→ **Halaman**
□ □ □

Problem Dibalik
Rencana Privatisasi BTN
Oleh: Shalahuddin Haikal*)
Fiduciary
duties adalah
terminologi hukum yang menjelaskan relasi antara principal dengan fiduciary
yang berlandaskan trust, kejujuran
dan iktikad baik. Konsep hukum
tersebut, menjelaskan bagaimana seharusnya suatu relasi dibangun, karena dalam bisnis
terdapat relasi tarik menarik antara agen dengan prinsipal yang melahirkan konsep
agent principal problem. Suatu problem
yang terjadi karena perbedaan bahkan benturan kepentingan agent dengan kepentingan principal.
Operasionalisasi fiduciary duties adalah upaya dan
tindakan maksimal dari fiduciaries untuk kepentingan dan kemaslahatan principal. Dalam pengambilan keputusan
misalnya, diperlukan informasi A, B dan C, tetapi informasi C tidak tersedia,
maka keputusan yang diambil oleh prinsipal akan sesat dan salah sehingga
berakibat tidak dapat diimplementasikannya suatu keputusan. Menjadi kewajiban fiduciaries untuk memberitahu principal bahwa basis informasinya masih
kurang dan bila diperlukan meminta prinsipal untuk menunda mengambil keputusan
sebelum informasi C terkumpul. Diterima atau tidak pemberitahuan dan nasehat
fidusiaries adalah urusan principal, yang terpenting di sini adalah fiduciaries
sudah melaksanakan duty of loyalty
dan duty of care yang merupakan dua komponen
pembentuk fiduciary duties.
Tulisan ini tidak
hendak membahas aspek ekonomi dan bisnis dari rencana akuisisi BTN oleh Bank
Mandiri atau dalam frasa yang lebih tepat adalah rencana peningkatan saham
negara di Bank Mandiri dalam bentuk inbreng
saham-saham negara di BTN maupun penjualan saham-saham Negara di BTN kepada
Bank Mandiri ataupun bentuk transaksi lainnya. Pembahasan aspek ekonomi dan
bisnis terlalu banyak menggunakan asumsi yang bersifat subyektif.

□ □ □

→ **Soal Singkat 1**
Tuliskan ulang tanpa perubahan baris-baris pada entri, mulai dari baris yang memuat "[trace] white wall" dan berhenti setelah baris yang memuat "[[[555,635],[555,731],[628,735],[632,708],[632,635]]]", kedua baris itu ikut disertakan.
Entri-entri ini sama sekali tidak berhubungan dengan artikel tersebut.

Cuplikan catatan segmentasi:
□ □ □

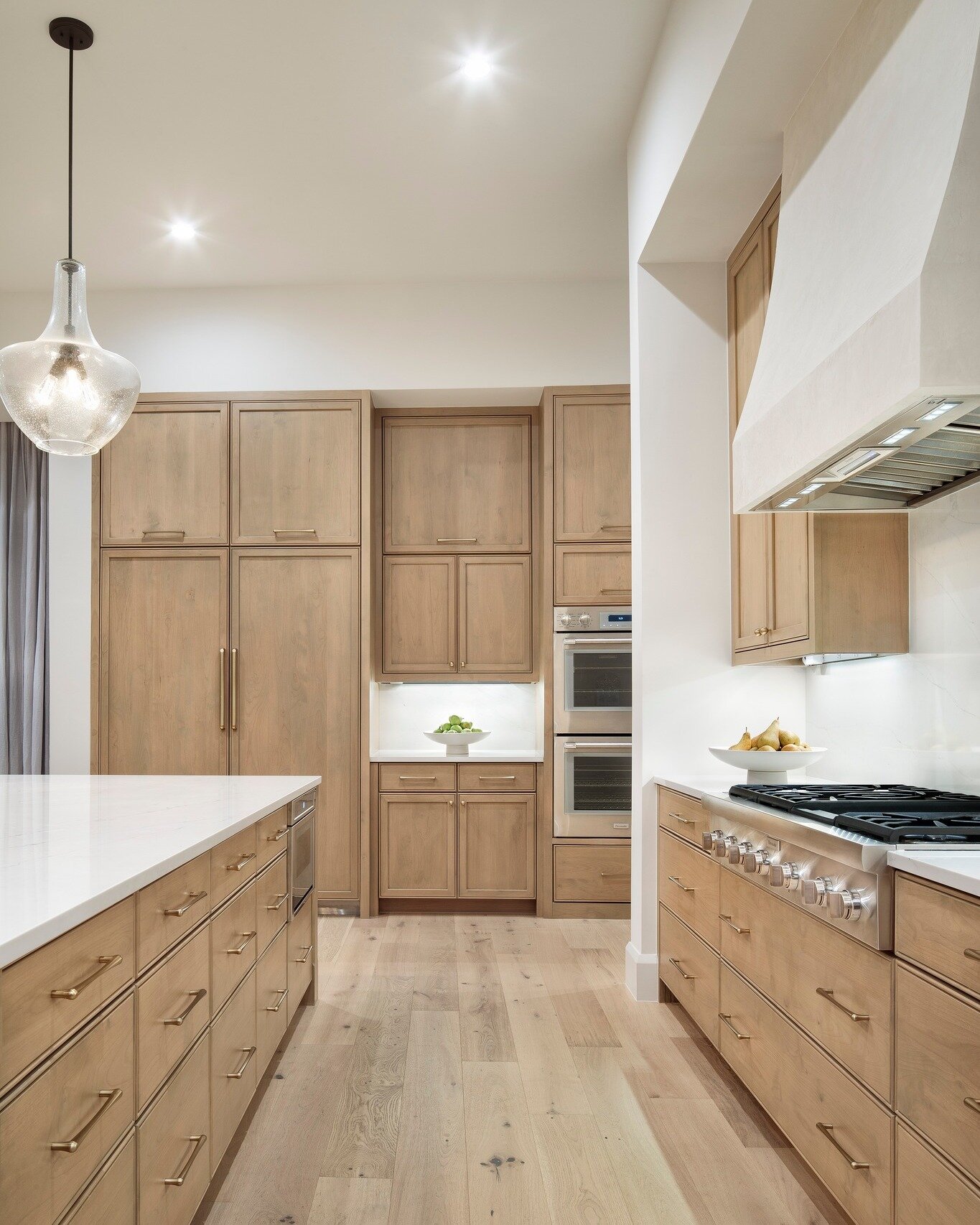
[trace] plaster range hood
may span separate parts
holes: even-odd
[[[979,48],[976,0],[865,0],[786,127],[736,512],[980,479]]]

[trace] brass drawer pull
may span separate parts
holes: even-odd
[[[865,1012],[851,1012],[850,1008],[845,1008],[839,1000],[834,998],[834,993],[829,987],[817,987],[817,995],[823,996],[824,1000],[829,1000],[834,1008],[839,1008],[846,1013],[851,1020],[871,1020],[871,1017]]]
[[[250,850],[247,855],[243,855],[240,860],[234,864],[225,864],[225,872],[240,872],[246,864],[250,864],[255,859],[255,851]]]
[[[164,1025],[183,1025],[184,1022],[187,1019],[187,1017],[190,1017],[191,1012],[194,1012],[194,1009],[205,998],[206,995],[207,995],[207,991],[203,987],[201,987],[197,991],[192,991],[191,992],[191,996],[192,996],[191,1002],[187,1005],[187,1007],[184,1009],[184,1012],[181,1012],[176,1017],[165,1017],[164,1022],[163,1022]]]
[[[179,919],[185,915],[191,907],[196,907],[198,902],[203,902],[207,897],[207,889],[201,889],[200,893],[189,893],[187,900],[183,907],[168,907],[163,913],[170,919]]]
[[[191,1166],[194,1165],[194,1159],[197,1156],[197,1154],[203,1148],[203,1144],[205,1144],[205,1140],[207,1139],[207,1136],[189,1136],[187,1139],[191,1142],[191,1144],[194,1144],[194,1148],[190,1152],[190,1156],[184,1163],[184,1165],[181,1165],[179,1174],[176,1174],[173,1178],[164,1178],[163,1180],[164,1187],[183,1187],[184,1186],[184,1180],[191,1172]]]
[[[228,1080],[240,1080],[245,1076],[245,1068],[252,1061],[252,1055],[255,1055],[255,1047],[254,1046],[243,1046],[241,1047],[241,1054],[245,1056],[245,1058],[235,1068],[235,1071],[234,1072],[225,1072],[224,1073],[224,1076],[225,1076],[225,1078]]]
[[[92,986],[96,979],[102,978],[108,970],[115,969],[116,965],[121,965],[123,954],[115,953],[113,957],[100,957],[98,958],[98,968],[92,970],[81,982],[76,982],[74,987],[55,987],[51,991],[51,1000],[77,1000],[86,987]],[[75,1149],[72,1149],[74,1152]]]
[[[837,1152],[844,1158],[851,1170],[870,1170],[870,1161],[855,1161],[854,1158],[848,1153],[840,1140],[834,1136],[833,1123],[817,1123],[817,1131],[821,1132],[827,1139],[833,1144]]]
[[[750,1040],[750,1038],[752,1036],[751,1034],[740,1034],[739,1030],[731,1024],[730,1012],[719,1012],[718,1016],[722,1018],[722,1020],[724,1020],[724,1023],[728,1025],[731,1033],[739,1039],[739,1041],[747,1042]]]
[[[96,1114],[88,1120],[88,1122],[81,1127],[70,1140],[51,1140],[51,1153],[77,1153],[78,1145],[88,1136],[96,1123],[102,1118],[105,1111],[113,1105],[114,1101],[119,1101],[123,1096],[121,1089],[99,1089],[99,1098],[102,1098],[102,1105],[96,1111]]]
[[[266,1005],[266,1012],[278,1012],[279,1008],[282,1008],[282,1006],[283,1006],[283,1001],[289,995],[289,991],[288,990],[279,991],[278,995],[279,995],[279,998],[276,1001],[276,1003],[267,1003]]]

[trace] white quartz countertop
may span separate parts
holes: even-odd
[[[975,850],[913,850],[895,846],[888,851],[888,866],[911,876],[922,876],[951,889],[980,898],[980,848]]]
[[[0,780],[0,968],[320,784],[316,775]]]

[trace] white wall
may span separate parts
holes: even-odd
[[[489,388],[492,403],[494,388],[537,399],[550,383],[628,377],[625,279],[96,290],[88,301],[99,342],[136,363],[147,392]],[[49,310],[47,293],[0,295],[0,347],[37,336]],[[89,481],[87,461],[51,466],[54,772],[88,769]]]

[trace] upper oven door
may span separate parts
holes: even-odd
[[[555,635],[555,731],[628,735],[632,708],[632,635]]]

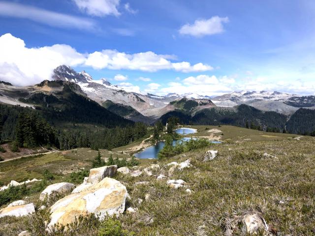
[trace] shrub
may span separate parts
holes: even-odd
[[[131,236],[134,233],[123,230],[122,223],[118,220],[109,218],[103,221],[98,230],[98,236]]]
[[[0,146],[0,152],[4,153],[6,151],[5,149],[3,148],[2,147]]]

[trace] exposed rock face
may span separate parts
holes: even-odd
[[[257,214],[247,214],[242,219],[242,232],[244,234],[257,234],[266,230],[264,222]]]
[[[21,206],[21,205],[25,205],[26,204],[26,202],[23,200],[18,200],[15,202],[13,202],[12,203],[9,204],[8,206]]]
[[[203,161],[210,161],[215,159],[215,157],[218,154],[218,151],[214,151],[213,150],[209,150],[206,152],[205,158]]]
[[[125,211],[127,195],[126,187],[120,182],[105,177],[81,193],[67,196],[53,205],[47,229],[57,223],[70,224],[80,215],[94,213],[100,219],[106,214],[119,215]]]
[[[117,172],[120,172],[126,175],[130,173],[130,170],[127,167],[121,167],[117,169]]]
[[[34,204],[30,203],[26,205],[7,206],[0,210],[0,218],[4,216],[24,216],[35,212]]]
[[[186,182],[182,179],[171,179],[167,181],[167,184],[168,184],[171,188],[175,189],[184,187],[185,183],[186,183]]]
[[[76,188],[75,188],[71,192],[71,193],[81,193],[83,191],[85,190],[87,188],[91,187],[93,185],[92,183],[83,183],[79,186],[78,186]]]
[[[117,166],[102,166],[91,169],[88,182],[93,184],[98,183],[105,177],[113,177],[117,172]]]
[[[43,191],[39,196],[39,199],[43,201],[47,196],[48,198],[54,192],[62,193],[67,191],[70,191],[75,187],[75,185],[73,183],[62,182],[54,183],[48,186]]]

□ □ □

→ **Soal Singkat 2**
Tampilkan persis bagian artikel tentang privatisasi BTN, mulai dari kata-kata "Operasionalisasi fiduciary duties" dan berhenti setelah kata-kata "pembentuk fiduciary duties.".

→ **Jawaban Latihan 1**
[trace] white wall
may span separate parts
holes: even-odd
[[[489,388],[492,403],[494,388],[537,399],[550,383],[628,377],[625,279],[96,290],[88,301],[99,342],[136,363],[147,392]],[[49,310],[47,293],[0,295],[0,347],[37,336]],[[89,481],[87,461],[51,466],[54,772],[88,769]]]

[trace] upper oven door
may span separate parts
holes: even-odd
[[[555,635],[555,731],[628,735],[632,708],[632,635]]]

→ **Jawaban Latihan 2**
Operasionalisasi fiduciary duties adalah upaya dan
tindakan maksimal dari fiduciaries untuk kepentingan dan kemaslahatan principal. Dalam pengambilan keputusan
misalnya, diperlukan informasi A, B dan C, tetapi informasi C tidak tersedia,
maka keputusan yang diambil oleh prinsipal akan sesat dan salah sehingga
berakibat tidak dapat diimplementasikannya suatu keputusan. Menjadi kewajiban fiduciaries untuk memberitahu principal bahwa basis informasinya masih
kurang dan bila diperlukan meminta prinsipal untuk menunda mengambil keputusan
sebelum informasi C terkumpul. Diterima atau tidak pemberitahuan dan nasehat
fidusiaries adalah urusan principal, yang terpenting di sini adalah fiduciaries
sudah melaksanakan duty of loyalty
dan duty of care yang merupakan dua komponen
pembentuk fiduciary duties.